Work item =
Reproduce the passage on billionaire culture and AI, starting with "A lot of this" and going on through "the whole society.", swapping "human beings" for "humans".

So, when they start getting these visions and everyone around them tells them how brilliant they are and everything about their lives is reinforcing their own brilliance, I do think that can be a very twisted and dangerous dynamic. Then there is this very specific billionaire culture, especially the ones that came out of Silicon Valley, that believes that they are the kind of people society ought to progress and evolve and transform into, and that the society just doesn't facilitate that. The society punishes success; it impedes a transformative kind of Übermensch, to use a Nietzschean expression. And they have ideas like they want to just start new societies, they want to buy a country, or buy so much land that it can become its own country and they just create a society from scratch where they're the overlords and they create rules. Obviously it then extends to like, maybe we shouldn't even do it on Earth, let's start our own society on Mars or wherever and it becomes this very utopian and dystopian vision driven by a tiny number of people who have no real pushback or tension between the things that come out of their mouths into their from their brains into their mouths and then try they can try and make reality and have the power to make reality. But a lot of that is, I think very alarming; we ought to be very, very, very skeptical of that, even in the cases where it might be promising. 

A lot of this just depends on what you think. If you're a complete nihilist and atheist, and you just believe everything is just kind of a nihilistic evolution, no purpose, no spirit, no soul, we just keep evolving over millions of years, and human beings are just where we are now, it’s just one stop along the way, and our next destination is something totally different, it probably wouldn't bother you. But if you have a kind of idea of something essentialist about being human that turning us into beings that exist in an AI vat and eliminating us, every part of us, except our intellect, may not be an advancement, that may be a destruction of humanity while maintaining the facade of it, this is the kind of stuff that I think requires a great deal of introspection, a great deal of thought, a great debate involving the whole society. 

But because billionaires have this ability to just push things along with no constraints, AI is just exploding really with no safeguards. I mean, there are some superficial safeguards, like if you use ChatGPT or the commercial ones, they don't let you do certain things that could easily be done, but you can imagine how it's actually being developed. And the people who don't want those safeguards to exist are using AI without those safeguards. None of this is being understood. None of it is being analyzed or studied.

[Point localization data]
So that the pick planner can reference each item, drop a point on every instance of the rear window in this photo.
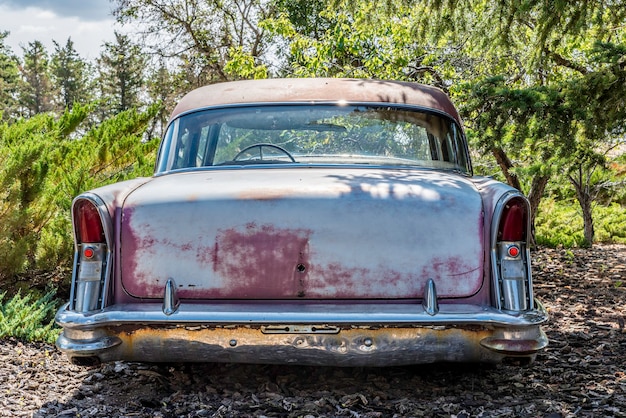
(313, 134)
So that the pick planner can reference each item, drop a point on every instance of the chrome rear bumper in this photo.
(310, 334)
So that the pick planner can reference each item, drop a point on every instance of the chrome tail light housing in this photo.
(510, 255)
(92, 254)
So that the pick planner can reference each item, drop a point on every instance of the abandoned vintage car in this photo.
(305, 221)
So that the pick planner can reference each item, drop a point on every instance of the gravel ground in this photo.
(581, 373)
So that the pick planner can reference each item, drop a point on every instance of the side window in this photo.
(202, 157)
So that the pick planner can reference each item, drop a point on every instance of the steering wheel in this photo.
(260, 147)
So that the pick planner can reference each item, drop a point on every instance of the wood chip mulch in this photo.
(582, 373)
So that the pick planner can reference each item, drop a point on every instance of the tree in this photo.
(69, 75)
(199, 34)
(36, 93)
(557, 93)
(9, 79)
(43, 166)
(121, 68)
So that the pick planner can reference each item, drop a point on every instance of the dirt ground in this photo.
(581, 373)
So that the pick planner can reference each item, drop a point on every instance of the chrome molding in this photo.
(430, 303)
(353, 314)
(170, 299)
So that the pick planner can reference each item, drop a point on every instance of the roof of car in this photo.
(279, 90)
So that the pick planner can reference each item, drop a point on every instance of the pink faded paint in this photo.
(262, 262)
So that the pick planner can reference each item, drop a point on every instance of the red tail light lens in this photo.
(87, 222)
(513, 221)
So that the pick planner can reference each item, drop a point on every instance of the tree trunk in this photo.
(505, 165)
(535, 194)
(585, 199)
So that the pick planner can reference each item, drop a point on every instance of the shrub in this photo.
(27, 319)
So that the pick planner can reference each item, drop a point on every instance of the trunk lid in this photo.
(304, 233)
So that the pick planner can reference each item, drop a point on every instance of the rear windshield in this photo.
(313, 134)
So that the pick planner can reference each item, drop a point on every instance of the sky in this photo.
(89, 23)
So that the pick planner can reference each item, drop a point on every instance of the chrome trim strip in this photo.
(430, 303)
(170, 299)
(330, 314)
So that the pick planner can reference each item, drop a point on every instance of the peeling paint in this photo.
(361, 239)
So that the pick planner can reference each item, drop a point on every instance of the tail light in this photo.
(511, 262)
(91, 259)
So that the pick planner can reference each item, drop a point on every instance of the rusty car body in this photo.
(305, 221)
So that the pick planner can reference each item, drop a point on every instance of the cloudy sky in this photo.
(88, 22)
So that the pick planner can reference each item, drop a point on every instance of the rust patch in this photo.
(262, 262)
(265, 194)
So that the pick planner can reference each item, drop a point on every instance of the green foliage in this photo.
(44, 164)
(29, 319)
(559, 223)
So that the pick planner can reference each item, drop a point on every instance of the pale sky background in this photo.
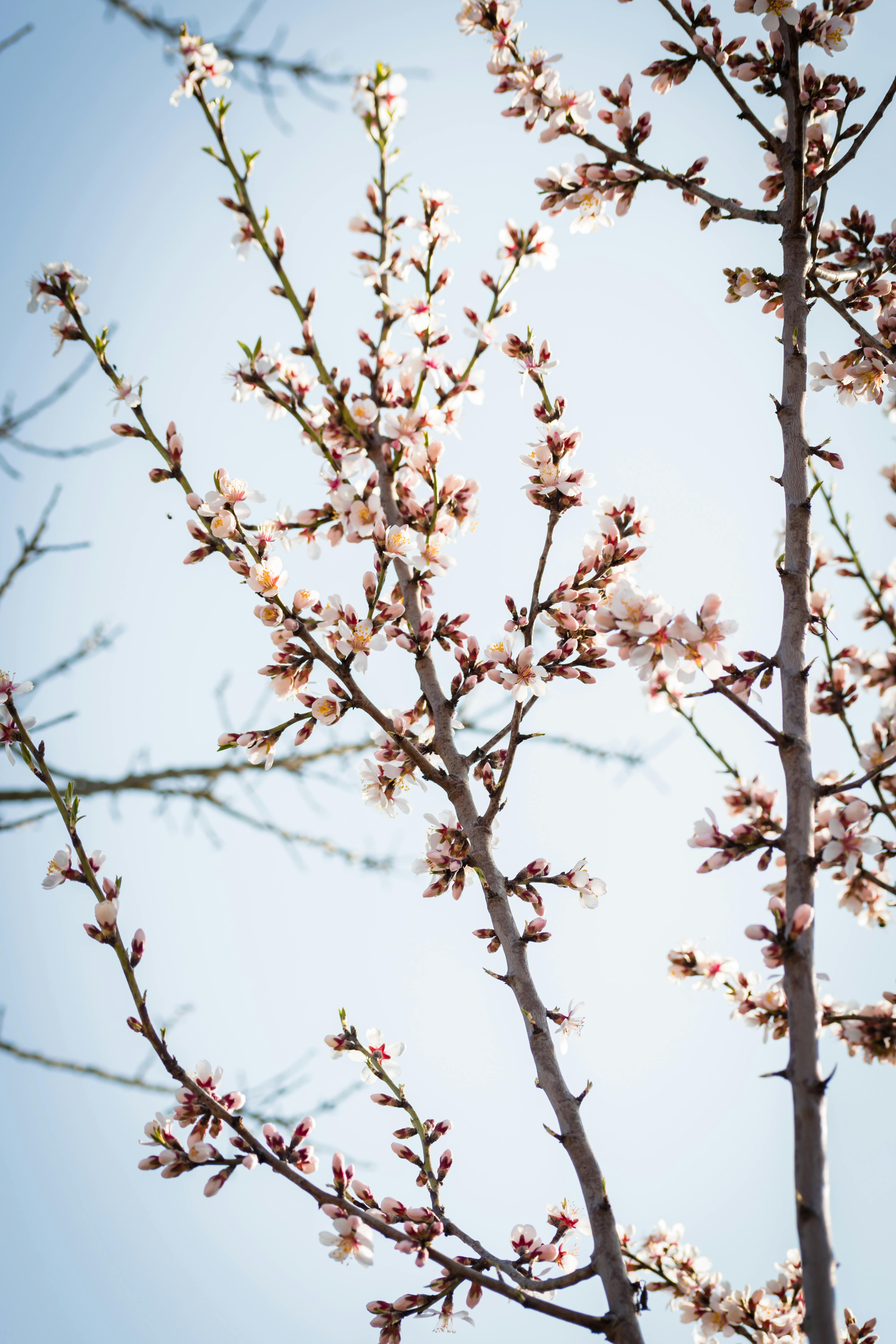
(671, 389)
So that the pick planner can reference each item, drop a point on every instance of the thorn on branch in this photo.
(823, 1085)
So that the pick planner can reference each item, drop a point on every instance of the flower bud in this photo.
(107, 913)
(804, 917)
(758, 933)
(275, 1139)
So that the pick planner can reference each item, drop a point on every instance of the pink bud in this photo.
(804, 917)
(138, 948)
(107, 913)
(303, 1130)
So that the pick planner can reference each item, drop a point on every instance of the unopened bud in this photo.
(138, 948)
(804, 917)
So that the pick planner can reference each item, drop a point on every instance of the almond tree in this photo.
(386, 490)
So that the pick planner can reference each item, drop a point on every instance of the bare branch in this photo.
(862, 138)
(31, 549)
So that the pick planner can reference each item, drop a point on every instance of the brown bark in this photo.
(804, 1073)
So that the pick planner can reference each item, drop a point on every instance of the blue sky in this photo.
(671, 389)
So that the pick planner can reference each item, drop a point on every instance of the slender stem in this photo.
(778, 739)
(860, 139)
(843, 532)
(604, 1326)
(868, 338)
(746, 111)
(719, 755)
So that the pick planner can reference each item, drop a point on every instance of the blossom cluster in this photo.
(870, 1029)
(706, 1300)
(177, 1157)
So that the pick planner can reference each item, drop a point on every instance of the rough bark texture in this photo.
(608, 1255)
(804, 1075)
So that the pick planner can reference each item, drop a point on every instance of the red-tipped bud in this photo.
(138, 948)
(804, 917)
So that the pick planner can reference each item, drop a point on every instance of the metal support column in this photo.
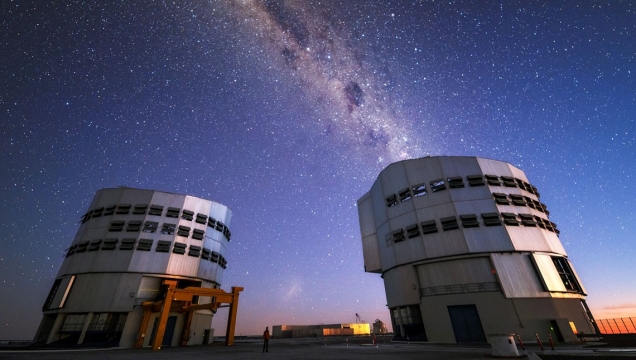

Worked solution =
A lot of this just depends on what you think. If you're a complete nihilist and atheist, and you just believe everything is just kind of a nihilistic evolution, no purpose, no spirit, no soul, we just keep evolving over millions of years, and humans are just where we are now, it’s just one stop along the way, and our next destination is something totally different, it probably wouldn't bother you. But if you have a kind of idea of something essentialist about being human that turning us into beings that exist in an AI vat and eliminating us, every part of us, except our intellect, may not be an advancement, that may be a destruction of humanity while maintaining the facade of it, this is the kind of stuff that I think requires a great deal of introspection, a great deal of thought, a great debate involving the whole society.